Image object location entries:
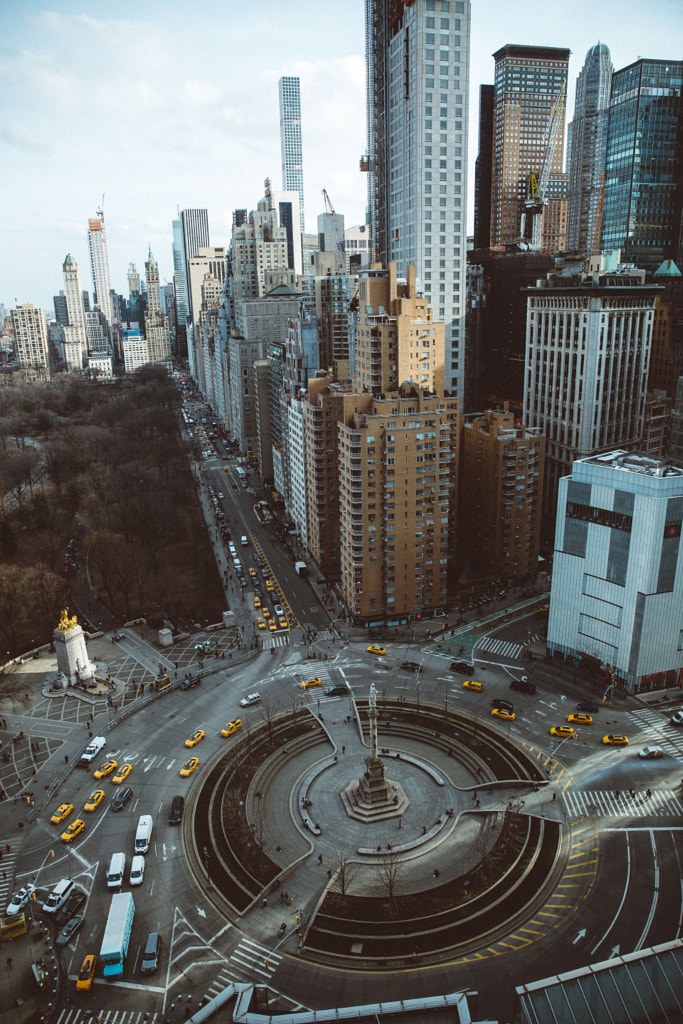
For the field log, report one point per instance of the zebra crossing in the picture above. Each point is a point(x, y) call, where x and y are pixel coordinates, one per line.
point(251, 962)
point(620, 803)
point(670, 741)
point(74, 1015)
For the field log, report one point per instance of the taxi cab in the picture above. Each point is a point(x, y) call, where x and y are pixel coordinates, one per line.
point(615, 740)
point(94, 800)
point(61, 812)
point(197, 735)
point(122, 774)
point(105, 769)
point(73, 830)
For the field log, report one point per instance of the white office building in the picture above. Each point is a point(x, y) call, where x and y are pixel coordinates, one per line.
point(617, 578)
point(418, 94)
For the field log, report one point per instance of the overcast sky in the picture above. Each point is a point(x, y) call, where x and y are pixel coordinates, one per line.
point(164, 104)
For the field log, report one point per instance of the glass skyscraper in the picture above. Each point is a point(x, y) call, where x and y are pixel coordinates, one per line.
point(643, 182)
point(290, 139)
point(418, 90)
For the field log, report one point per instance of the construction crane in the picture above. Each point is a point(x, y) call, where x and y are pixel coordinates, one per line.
point(537, 185)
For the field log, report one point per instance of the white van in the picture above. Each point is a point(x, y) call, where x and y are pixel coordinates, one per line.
point(58, 896)
point(137, 870)
point(116, 870)
point(91, 751)
point(143, 834)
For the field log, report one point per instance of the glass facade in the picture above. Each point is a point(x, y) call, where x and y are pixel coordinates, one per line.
point(642, 192)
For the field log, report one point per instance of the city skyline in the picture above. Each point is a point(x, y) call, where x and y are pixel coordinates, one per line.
point(83, 94)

*WHAT THE EXERCISE ASKS*
Reproduce only the lines of the material running from the line that contains "the white van" through the end of the material, offsetting every coordinate in the answers by 128 and leaving all other text unchanged.

*WORKED ANSWER*
For the field log, report one point per instance of the white van in the picture above. Each point is a point(x, y) call, where x and y are pixel coordinates, one per line.
point(186, 1024)
point(265, 998)
point(244, 998)
point(219, 879)
point(271, 962)
For the field log, report one point per instance of the glass facade in the picture above. Each point is a point(x, y) call, where x and y are pixel coordinates, one per line.
point(770, 320)
For the field log, report one point per instance of the city skyline in the picture above. Each point is a point(x, y) call, where x and y are pixel coordinates, one per line.
point(211, 222)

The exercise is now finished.